TEXTE FOURNI:
*****
Les régimes arabes du Moyen-Orient et les deux puissances non arabes de la région, l’Iran et la Turquie, se sont engagés à le contenir, avant de le chasser des territoires qu’il a conquis et de le faire disparaître.
Israël ? Il observe les gesticulations des deux coalitions qui le combattent et les propos belliqueux que profèrent leurs dirigeants. Sans rien dire et sans que « l’État islamique » ne dépasse, à son endroit, le stade de l’insulte.
Aucun pays n’a osé engager de troupes au sol contre lui, aucun résultat visible n’a été obtenu, et l’on ne nous en annonce pas.
S’il n’a pas conquis de nouveaux territoires, « l’État islamique » gouverne 6 millions de personnes et a essaimé, notamment dans le Sinaï égyptien, en Libye, au Tchad et au Nigeria. Ici et là, des groupes terroristes aux contours mal définis lui ont prêté allégeance.
*****
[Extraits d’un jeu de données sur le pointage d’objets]
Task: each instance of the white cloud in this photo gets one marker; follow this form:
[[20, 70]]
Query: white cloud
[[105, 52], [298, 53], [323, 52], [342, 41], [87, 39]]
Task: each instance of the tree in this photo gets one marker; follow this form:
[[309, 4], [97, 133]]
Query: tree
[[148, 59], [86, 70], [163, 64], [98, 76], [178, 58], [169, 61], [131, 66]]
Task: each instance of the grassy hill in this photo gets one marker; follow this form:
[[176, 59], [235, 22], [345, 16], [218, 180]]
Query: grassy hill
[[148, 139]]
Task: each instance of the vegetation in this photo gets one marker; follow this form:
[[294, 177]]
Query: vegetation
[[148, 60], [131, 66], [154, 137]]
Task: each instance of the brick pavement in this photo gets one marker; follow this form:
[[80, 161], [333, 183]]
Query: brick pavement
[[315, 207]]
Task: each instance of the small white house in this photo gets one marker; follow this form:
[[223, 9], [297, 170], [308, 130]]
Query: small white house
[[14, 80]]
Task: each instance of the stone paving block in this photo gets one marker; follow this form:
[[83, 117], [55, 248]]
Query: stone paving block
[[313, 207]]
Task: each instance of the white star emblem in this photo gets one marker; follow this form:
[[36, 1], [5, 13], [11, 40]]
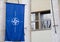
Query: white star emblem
[[15, 21]]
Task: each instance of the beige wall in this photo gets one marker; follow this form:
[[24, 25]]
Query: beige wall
[[39, 5], [41, 36]]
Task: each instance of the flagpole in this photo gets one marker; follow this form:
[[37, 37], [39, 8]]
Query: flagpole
[[27, 23], [2, 20]]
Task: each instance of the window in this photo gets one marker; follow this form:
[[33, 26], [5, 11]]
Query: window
[[41, 20]]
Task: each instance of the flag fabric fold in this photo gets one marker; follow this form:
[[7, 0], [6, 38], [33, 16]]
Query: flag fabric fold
[[14, 22]]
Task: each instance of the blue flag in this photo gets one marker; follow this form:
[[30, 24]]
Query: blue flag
[[14, 22]]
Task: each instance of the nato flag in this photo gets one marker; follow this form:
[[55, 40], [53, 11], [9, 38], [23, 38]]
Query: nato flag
[[14, 22]]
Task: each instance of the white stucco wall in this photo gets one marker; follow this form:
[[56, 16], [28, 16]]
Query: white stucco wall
[[41, 36], [40, 5]]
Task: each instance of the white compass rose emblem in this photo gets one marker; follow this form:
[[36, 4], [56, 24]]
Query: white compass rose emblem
[[15, 21]]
*****
TÂCHES À RÉALISER:
1. Indique si chacune des affirmations suivantes concorde avec le texte sur l’État islamique. Réponds par oui ou par non, en citant à l’identique les mots du texte qui tranchent. (a) Aucun pays n’a engagé de troupes au sol contre l’État islamique. (b) L’État islamique a conquis de nouveaux territoires. (c) L’État islamique gouverne 6 millions de personnes.
2. Transpose en tableau Markdown la partie des enregistrements qui s’ouvre sur la ligne contenant « Task: each instance of the beige » et se ferme sur la ligne contenant « [[41, 36], [40, 5]] », ces deux lignes comprises. Utilise les colonnes n et Ligne, numérote chaque ligne et laisse de côté les lignes vides.

RÉPONSES FOURNIES:
1.
(a) Oui : « Aucun pays n’a osé engager de troupes au sol contre lui ».
(b) Non : « S’il n’a pas conquis de nouveaux territoires ».
(c) Oui : « « l’État islamique » gouverne 6 millions de personnes ».

2.
| n | Ligne |
|---|---|
| 1 | Task: each instance of the beige wall in this photo gets one marker; follow this form: |
| 2 | [[24, 25]] |
| 3 | Query: beige wall |
| 4 | [[39, 5], [41, 36]] |
| 5 | Task: each instance of the flagpole in this photo gets one marker; follow this form: |
| 6 | [[37, 37], [39, 8]] |
| 7 | Query: flagpole |
| 8 | [[27, 23], [2, 20]] |
| 9 | Task: each instance of the window in this photo gets one marker; follow this form: |
| 10 | [[33, 26], [5, 11]] |
| 11 | Query: window |
| 12 | [[41, 20]] |
| 13 | Task: each instance of the flag fabric fold in this photo gets one marker; follow this form: |
| 14 | [[7, 0], [6, 38], [33, 16]] |
| 15 | Query: flag fabric fold |
| 16 | [[14, 22]] |
| 17 | Task: each instance of the blue flag in this photo gets one marker; follow this form: |
| 18 | [[30, 24]] |
| 19 | Query: blue flag |
| 20 | [[14, 22]] |
| 21 | Task: each instance of the nato flag in this photo gets one marker; follow this form: |
| 22 | [[55, 40], [53, 11], [9, 38], [23, 38]] |
| 23 | Query: nato flag |
| 24 | [[14, 22]] |
| 25 | Task: each instance of the white stucco wall in this photo gets one marker; follow this form: |
| 26 | [[56, 16], [28, 16]] |
| 27 | Query: white stucco wall |
| 28 | [[41, 36], [40, 5]] |